## Aim of the task
In the entries below, start at the line containing "Question. Locate the amber" and continue through the last line of the entries. Convert only those lines into a JSON list of strings with one string per line, leaving out blank lines.

====== Records shown

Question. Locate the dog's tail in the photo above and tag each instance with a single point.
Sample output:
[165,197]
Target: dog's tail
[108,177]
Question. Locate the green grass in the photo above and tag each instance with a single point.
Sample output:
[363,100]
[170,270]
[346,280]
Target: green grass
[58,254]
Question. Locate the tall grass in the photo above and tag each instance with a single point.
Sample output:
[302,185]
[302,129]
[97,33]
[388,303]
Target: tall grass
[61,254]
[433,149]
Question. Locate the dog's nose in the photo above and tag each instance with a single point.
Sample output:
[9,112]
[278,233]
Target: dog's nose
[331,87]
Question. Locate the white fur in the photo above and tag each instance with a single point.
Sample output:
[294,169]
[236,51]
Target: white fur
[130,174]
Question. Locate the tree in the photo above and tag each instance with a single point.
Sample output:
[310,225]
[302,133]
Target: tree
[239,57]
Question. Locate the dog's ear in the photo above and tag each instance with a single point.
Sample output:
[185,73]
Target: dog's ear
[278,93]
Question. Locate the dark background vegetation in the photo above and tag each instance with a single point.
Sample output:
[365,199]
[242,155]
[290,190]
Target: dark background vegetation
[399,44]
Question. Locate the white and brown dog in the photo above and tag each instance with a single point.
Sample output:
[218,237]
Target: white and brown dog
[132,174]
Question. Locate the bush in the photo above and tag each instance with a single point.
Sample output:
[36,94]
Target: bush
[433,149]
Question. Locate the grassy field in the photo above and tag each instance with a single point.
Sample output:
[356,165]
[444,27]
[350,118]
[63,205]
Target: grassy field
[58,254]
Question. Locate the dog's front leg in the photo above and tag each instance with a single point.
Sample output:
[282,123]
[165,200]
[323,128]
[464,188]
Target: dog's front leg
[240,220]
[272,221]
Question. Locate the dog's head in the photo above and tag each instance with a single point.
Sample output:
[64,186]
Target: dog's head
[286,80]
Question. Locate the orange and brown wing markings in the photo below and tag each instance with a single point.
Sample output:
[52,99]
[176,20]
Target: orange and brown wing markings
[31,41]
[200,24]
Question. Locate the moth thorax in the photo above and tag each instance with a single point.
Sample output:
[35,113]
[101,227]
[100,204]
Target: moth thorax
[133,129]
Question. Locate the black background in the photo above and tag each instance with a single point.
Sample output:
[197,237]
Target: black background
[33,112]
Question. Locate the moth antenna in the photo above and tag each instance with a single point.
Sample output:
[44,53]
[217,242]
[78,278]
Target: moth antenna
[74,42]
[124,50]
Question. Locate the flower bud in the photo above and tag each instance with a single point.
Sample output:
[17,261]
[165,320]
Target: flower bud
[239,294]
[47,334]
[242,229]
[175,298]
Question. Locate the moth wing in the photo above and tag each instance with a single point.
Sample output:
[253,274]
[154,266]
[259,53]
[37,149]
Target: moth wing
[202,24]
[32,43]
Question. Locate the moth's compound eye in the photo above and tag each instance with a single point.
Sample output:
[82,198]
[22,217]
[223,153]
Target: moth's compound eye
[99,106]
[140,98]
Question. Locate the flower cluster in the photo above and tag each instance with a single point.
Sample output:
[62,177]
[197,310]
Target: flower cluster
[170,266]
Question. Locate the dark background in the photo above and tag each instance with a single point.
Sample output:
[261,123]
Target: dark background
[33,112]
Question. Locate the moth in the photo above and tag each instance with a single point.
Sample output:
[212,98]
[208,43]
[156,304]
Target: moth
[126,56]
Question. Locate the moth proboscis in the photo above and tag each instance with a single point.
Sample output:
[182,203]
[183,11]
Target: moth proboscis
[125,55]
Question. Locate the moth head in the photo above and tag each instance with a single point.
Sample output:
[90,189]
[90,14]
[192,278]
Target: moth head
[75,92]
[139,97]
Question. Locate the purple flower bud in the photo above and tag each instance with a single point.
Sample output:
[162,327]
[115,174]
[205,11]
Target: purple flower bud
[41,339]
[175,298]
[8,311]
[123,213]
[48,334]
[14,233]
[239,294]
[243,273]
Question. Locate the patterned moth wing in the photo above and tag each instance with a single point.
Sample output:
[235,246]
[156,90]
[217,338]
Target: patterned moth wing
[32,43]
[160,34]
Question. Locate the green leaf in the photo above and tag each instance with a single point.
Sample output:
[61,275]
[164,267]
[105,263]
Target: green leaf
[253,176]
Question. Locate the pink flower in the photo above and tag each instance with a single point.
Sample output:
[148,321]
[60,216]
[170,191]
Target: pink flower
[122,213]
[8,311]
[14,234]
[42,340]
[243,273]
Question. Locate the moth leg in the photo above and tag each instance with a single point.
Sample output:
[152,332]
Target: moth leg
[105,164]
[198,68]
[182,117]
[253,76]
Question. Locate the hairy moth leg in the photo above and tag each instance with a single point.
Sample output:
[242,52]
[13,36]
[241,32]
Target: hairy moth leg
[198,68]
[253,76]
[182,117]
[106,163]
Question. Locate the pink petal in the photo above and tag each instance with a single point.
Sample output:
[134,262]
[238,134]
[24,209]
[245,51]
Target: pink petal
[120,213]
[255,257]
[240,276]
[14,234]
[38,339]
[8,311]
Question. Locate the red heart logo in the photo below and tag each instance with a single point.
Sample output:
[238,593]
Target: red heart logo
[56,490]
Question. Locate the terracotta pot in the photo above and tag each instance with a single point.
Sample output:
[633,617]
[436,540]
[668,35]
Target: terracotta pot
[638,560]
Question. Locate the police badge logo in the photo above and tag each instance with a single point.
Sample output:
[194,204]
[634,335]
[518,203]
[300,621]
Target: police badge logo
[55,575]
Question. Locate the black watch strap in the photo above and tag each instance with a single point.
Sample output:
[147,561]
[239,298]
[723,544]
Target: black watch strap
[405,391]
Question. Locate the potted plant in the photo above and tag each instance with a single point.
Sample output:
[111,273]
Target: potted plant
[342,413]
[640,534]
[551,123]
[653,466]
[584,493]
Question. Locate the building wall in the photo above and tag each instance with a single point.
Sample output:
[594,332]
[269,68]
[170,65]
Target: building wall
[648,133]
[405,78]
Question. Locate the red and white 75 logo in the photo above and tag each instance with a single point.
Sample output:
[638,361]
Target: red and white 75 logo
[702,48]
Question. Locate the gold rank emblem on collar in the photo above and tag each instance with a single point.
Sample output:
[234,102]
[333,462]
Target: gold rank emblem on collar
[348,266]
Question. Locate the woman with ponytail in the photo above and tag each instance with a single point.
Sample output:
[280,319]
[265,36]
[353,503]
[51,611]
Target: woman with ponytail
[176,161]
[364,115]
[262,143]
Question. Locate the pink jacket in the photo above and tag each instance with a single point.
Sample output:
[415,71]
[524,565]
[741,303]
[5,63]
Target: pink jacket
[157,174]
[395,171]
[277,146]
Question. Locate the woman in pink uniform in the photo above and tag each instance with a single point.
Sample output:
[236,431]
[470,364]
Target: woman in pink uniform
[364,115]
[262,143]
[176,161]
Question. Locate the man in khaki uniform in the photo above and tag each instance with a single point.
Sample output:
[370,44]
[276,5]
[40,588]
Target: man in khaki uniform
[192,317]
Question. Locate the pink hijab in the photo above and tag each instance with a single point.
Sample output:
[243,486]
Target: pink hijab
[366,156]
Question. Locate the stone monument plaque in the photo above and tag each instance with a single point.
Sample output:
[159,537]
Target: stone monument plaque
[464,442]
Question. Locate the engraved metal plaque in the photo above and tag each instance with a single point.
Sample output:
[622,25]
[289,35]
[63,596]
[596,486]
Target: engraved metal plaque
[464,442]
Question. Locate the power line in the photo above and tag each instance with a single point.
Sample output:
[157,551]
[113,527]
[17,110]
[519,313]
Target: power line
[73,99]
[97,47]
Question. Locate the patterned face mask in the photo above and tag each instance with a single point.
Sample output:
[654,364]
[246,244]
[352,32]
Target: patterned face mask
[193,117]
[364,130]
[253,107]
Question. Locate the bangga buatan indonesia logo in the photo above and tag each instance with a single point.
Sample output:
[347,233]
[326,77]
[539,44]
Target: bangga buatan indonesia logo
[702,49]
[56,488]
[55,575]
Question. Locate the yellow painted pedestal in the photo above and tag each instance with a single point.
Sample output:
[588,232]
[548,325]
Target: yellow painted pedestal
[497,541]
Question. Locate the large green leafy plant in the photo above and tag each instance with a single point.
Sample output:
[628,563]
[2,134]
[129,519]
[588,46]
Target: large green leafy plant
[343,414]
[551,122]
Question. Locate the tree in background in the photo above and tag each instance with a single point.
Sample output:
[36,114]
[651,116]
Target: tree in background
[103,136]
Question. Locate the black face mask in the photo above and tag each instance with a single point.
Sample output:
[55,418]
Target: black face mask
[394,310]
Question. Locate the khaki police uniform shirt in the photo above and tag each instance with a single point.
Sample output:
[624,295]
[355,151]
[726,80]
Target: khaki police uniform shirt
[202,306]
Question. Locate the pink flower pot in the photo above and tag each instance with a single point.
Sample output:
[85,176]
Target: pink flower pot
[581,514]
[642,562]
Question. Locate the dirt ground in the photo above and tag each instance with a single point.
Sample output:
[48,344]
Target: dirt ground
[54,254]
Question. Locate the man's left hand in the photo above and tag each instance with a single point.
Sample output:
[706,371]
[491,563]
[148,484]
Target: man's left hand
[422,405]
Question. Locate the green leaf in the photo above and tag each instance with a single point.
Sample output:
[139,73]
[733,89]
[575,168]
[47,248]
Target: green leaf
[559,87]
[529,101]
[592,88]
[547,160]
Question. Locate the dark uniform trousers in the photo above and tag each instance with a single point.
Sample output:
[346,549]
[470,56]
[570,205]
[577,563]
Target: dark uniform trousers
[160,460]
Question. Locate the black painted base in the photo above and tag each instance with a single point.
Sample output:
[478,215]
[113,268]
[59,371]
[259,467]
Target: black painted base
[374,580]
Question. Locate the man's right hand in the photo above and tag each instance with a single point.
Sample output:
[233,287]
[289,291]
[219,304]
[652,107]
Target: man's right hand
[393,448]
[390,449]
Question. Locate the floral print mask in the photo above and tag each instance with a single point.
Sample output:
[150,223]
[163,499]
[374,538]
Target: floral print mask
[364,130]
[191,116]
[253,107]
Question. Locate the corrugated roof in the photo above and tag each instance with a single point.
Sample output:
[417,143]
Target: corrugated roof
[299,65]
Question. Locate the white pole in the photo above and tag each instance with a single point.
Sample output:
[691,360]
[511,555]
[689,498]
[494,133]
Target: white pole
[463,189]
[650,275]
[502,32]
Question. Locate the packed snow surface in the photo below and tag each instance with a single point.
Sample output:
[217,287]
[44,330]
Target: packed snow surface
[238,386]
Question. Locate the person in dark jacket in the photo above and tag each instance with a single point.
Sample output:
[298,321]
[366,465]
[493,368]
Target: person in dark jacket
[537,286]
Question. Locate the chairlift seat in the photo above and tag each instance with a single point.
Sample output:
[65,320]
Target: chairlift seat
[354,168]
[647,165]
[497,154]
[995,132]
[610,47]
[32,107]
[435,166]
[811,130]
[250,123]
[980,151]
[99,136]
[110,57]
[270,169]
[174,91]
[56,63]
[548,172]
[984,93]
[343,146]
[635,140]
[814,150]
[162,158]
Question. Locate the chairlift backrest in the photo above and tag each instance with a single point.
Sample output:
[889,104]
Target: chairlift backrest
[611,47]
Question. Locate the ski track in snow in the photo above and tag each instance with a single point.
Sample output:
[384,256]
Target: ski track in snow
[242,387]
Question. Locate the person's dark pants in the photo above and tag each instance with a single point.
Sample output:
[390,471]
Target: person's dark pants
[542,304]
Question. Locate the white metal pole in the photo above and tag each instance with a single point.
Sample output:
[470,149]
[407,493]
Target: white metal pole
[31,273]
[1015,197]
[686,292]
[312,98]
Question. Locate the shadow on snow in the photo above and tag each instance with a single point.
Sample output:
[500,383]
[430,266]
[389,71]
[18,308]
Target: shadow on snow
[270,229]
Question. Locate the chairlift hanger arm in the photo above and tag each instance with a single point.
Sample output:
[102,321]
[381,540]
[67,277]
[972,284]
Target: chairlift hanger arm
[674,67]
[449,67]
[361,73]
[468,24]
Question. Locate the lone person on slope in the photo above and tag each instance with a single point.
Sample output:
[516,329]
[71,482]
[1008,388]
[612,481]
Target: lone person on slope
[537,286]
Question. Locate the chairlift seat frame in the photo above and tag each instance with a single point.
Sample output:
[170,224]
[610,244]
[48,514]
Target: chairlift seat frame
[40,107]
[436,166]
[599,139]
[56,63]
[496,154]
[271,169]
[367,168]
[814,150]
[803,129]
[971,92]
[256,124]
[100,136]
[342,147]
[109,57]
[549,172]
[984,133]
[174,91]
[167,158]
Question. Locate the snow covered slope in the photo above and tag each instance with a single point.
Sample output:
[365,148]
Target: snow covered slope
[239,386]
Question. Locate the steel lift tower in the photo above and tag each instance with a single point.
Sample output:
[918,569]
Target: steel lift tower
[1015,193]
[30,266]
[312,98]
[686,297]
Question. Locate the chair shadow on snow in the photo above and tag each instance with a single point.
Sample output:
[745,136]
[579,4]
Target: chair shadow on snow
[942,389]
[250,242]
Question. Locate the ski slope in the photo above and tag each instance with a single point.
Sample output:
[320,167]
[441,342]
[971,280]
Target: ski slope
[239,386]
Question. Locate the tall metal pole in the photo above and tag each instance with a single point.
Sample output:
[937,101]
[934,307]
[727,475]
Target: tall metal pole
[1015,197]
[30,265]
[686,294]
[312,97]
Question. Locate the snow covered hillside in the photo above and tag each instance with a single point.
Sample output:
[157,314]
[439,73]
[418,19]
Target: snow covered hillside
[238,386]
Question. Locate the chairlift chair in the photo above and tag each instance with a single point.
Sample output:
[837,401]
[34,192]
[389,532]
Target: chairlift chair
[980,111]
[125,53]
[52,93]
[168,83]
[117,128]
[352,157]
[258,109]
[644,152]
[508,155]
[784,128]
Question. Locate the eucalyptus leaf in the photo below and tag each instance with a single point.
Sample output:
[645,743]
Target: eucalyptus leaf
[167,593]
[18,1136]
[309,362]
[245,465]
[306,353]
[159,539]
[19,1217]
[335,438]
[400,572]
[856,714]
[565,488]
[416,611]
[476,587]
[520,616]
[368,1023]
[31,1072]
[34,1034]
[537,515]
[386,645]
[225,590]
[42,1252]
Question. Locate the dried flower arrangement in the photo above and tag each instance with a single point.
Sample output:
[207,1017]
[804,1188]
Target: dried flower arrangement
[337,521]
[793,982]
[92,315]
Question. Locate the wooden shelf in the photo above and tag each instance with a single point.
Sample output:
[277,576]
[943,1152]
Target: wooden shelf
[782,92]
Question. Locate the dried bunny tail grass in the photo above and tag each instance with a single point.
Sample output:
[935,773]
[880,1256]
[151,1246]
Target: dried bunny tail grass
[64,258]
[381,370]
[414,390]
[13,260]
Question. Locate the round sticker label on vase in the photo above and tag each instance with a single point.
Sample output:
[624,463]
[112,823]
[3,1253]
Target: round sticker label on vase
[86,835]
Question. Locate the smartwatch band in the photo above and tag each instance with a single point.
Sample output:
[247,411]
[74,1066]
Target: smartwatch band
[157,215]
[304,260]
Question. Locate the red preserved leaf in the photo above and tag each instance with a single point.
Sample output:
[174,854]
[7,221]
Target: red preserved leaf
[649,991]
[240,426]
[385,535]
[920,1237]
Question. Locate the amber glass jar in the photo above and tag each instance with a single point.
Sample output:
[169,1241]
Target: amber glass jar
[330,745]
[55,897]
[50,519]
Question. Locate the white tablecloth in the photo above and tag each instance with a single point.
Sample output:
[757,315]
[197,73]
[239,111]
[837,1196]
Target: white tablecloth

============

## The answer
[
  "Question. Locate the amber glass jar in the photo above and tag each instance with a single point.",
  "Sample output:",
  "[169,1241]",
  "Target: amber glass jar",
  "[330,745]",
  "[55,897]",
  "[50,519]",
  "Question. Locate the white tablecloth in the photo above and tag each instance with a single point.",
  "Sample output:",
  "[757,315]",
  "[197,73]",
  "[239,111]",
  "[837,1196]",
  "Target: white tablecloth"
]